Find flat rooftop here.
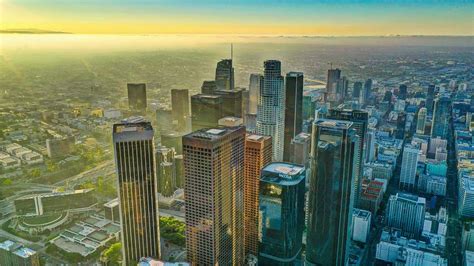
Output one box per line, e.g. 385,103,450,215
260,162,305,186
184,126,243,141
314,118,353,129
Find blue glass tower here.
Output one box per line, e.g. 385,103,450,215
258,163,306,266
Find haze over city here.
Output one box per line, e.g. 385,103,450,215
0,0,474,266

□ □ □ □ □ □ □

GIVEN REQUEST -
Swap "Find" for "Locate" throughout the lines above and write them all out again with nothing else changed, leaving out the pictures.

RESULT FOR THIS EXERCISE -
Locate flat rooftop here.
Output one box per line, e.g. 385,103,450,215
260,162,305,186
184,126,243,141
314,118,353,129
Locate blue glass tower here.
Output one box per line, e.g. 385,103,450,215
258,163,306,266
Locate haze over city here.
Output one box per line, e.g. 385,103,450,215
0,0,474,266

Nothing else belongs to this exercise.